• [ACTIONS TO TAKE]
[a] Summarize the article on Momentum Group's half-year results in two sentences.
[b] Pick up the article on Momentum Group's half-year results after its final paragraph and carry it forward.

• [PAGE TEXT]

####################

Momentum Group has raised its interim dividend by 29% to 110 cents per share after reporting a solid set of half-year results, even as the group exercised caution in anchoring the payout at the lower end of its new distribution range. The declaration covers the six months ended December 2025 and brings the group’s total distributions over the past 18 months to a cumulative high, building on the record normalised headline earnings of R6.26 billion it posted for the full year ended June 2025.
Normalised headline earnings for the period rose 8% to R3.7 billion, while operating profit increased 10% to R3.1 billion. Normalised headline earnings per share came in 12% higher at 274.9 cents. The interim dividend of 110 cents per share represents a payout ratio of 40% of normalised headline earnings — at the lower end of the group’s target range of 40% to 60% — a level the board described as appropriate given recent volatility in global financial markets. Return on equity held at 24%, comfortably ahead of the group’s stated target of 20%.
The earnings were driven by a broad set of contributors across the group’s diversified insurance and investment portfolio. Life annuity profits within Momentum Investments, improved new business profitability at Metropolitan Life, higher group risk earnings at Momentum Corporate, continued underwriting strength at Momentum Insure, and growth in underwriting profit and fee income at Guardrisk all contributed. The exception was Momentum Retail, where earnings fell due to yield curve movements. The group’s solvency levels remain within target range, and it continues to invest selectively in both organic and inorganic growth opportunities. CEO Jeanette Marais identified three structural drivers behind the result: underwriting profitability remaining at elevated levels, rising markets lifting assets under management and fee income, and persistency staying strong across all business lines.
The present value of new business premiums rose 11% to R43.3 billion, driven by Momentum Investments, Momentum Corporate, and Momentum Africa. The value of new business, however, fell 15% year on year to R238 million, due to a shift away from higher-margin guaranteed annuity sales towards living annuities. Marais acknowledged the decline but noted that value of new business improved 25% on a sequential six-month basis, and that most business units are compensating for the reduction in guaranteed annuity margins through volume and mix improvements elsewhere. Increasing value of new business margins remains a stated strategic priority for management.

####################

• [DATASET CONTENT]
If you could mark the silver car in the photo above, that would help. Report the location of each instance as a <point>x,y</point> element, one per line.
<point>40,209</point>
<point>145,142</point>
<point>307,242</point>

####################

• [WRITTEN ANSWERS]
[a] Momentum Group raised its interim dividend by 29% to 110 cents per share for the six months ended December 2025, a payout of 40% of normalised headline earnings at the lower end of its 40% to 60% range. Normalised headline earnings rose 8% to R3.7 billion, with most units contributing except Momentum Retail, and while new business premiums grew 11% to R43.3 billion, value of new business fell 15% to R238 million as sales shifted from guaranteed to living annuities.

[b]
The group’s digital transformation programme is emerging as a tangible earnings contributor rather than a future-dated aspiration. Momentum has 60 active digital and artificial intelligence initiatives across risk mitigation, cost efficiency, and adviser enablement, of which seven alone have generated R40 million in savings by automating processes. Marais has framed AI as a compounding structural advantage, with the next phase focused on scaling the initiatives already delivering results and embedding intelligent automation across the group’s operational infrastructure.
The most consequential strategic development of the half-year was the Bonitas Medical Fund administration contract, which took effect in January 2026 after Bonitas ended its 40-year relationship with Medscheme. As detailed on Momentum Group’s investor relations centre, the transaction added more than 700,000 beneficiaries to Momentum Health’s administration book, increasing the group’s market share in medical scheme administration to approximately 25% and establishing it as the third-largest medical scheme administrator in South Africa, trailing only Discovery Health and Medscheme. The transfer is the largest single migration of a medical scheme between administrators in South African history, and gives Momentum a significantly enhanced platform for cross-selling health and wellness products across a materially larger client base.
On the governance front, Tyrone Soondarjee was appointed as independent chair of the Momentum Group boards on 18 March 2026, with immediate effect. Soondarjee had served as interim chair since November 2025, following the resignation of Paul Baloyi. The group’s financial targets for the 2027 financial year — normalised headline earnings of R7 billion, return on equity of 20%, and a value of new business margin of 1% to 2% — remain unchanged and, on the basis of the current trajectory, within reach.